Transcribe the records in full, keeping every character as it is.

▼▼▼

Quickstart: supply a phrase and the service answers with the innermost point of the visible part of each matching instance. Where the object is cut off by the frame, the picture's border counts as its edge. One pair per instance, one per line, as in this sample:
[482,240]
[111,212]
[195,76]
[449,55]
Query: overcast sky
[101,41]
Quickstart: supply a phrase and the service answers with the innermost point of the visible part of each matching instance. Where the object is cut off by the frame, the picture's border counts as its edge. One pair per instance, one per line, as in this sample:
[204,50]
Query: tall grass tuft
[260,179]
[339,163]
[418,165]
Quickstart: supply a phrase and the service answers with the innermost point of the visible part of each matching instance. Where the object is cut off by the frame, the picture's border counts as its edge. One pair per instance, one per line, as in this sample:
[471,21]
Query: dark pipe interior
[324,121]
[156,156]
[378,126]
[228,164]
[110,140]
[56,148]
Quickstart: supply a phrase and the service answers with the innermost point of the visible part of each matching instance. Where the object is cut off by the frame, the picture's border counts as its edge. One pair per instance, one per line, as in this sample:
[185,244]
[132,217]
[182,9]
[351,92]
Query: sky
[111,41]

▲▲▲

_Exercise answer_
Quickstart: supply a phrase and the service answers with the innermost point of the visible part of each matching instance. Where the object is cut off by the frame, the picture's border counts as its edge. One pair per instance, one per line, as in this sample:
[482,240]
[111,212]
[195,76]
[449,55]
Query: overcast sky
[101,41]
Quickstart: supply a phrase and the service answers with the innermost point of the visible part of each matching instance. Where the object is cut off by the frame, the picture's border counts as its edge. One pair per instance, one per line, as in this sample:
[204,50]
Query: tall grass tuft
[260,179]
[339,163]
[418,165]
Quickstart: supply a phrase and the service answers with the innermost point of the visible part of each matching instance. Where the object is cut off by the frame, the picture's border counts as its edge. One pair per instance, one per line, as in this sample:
[471,21]
Query: dark pipe interior
[324,121]
[156,156]
[378,126]
[228,164]
[110,140]
[56,148]
Quickstart: supply a phrase and the service answers with the innermost point of the visible part of each matching instance. Where the object is cut off by the frame, the picture's border counts as its edge. One pair per instance, one per line, as in this sample:
[185,244]
[132,217]
[182,9]
[351,92]
Query: sky
[111,41]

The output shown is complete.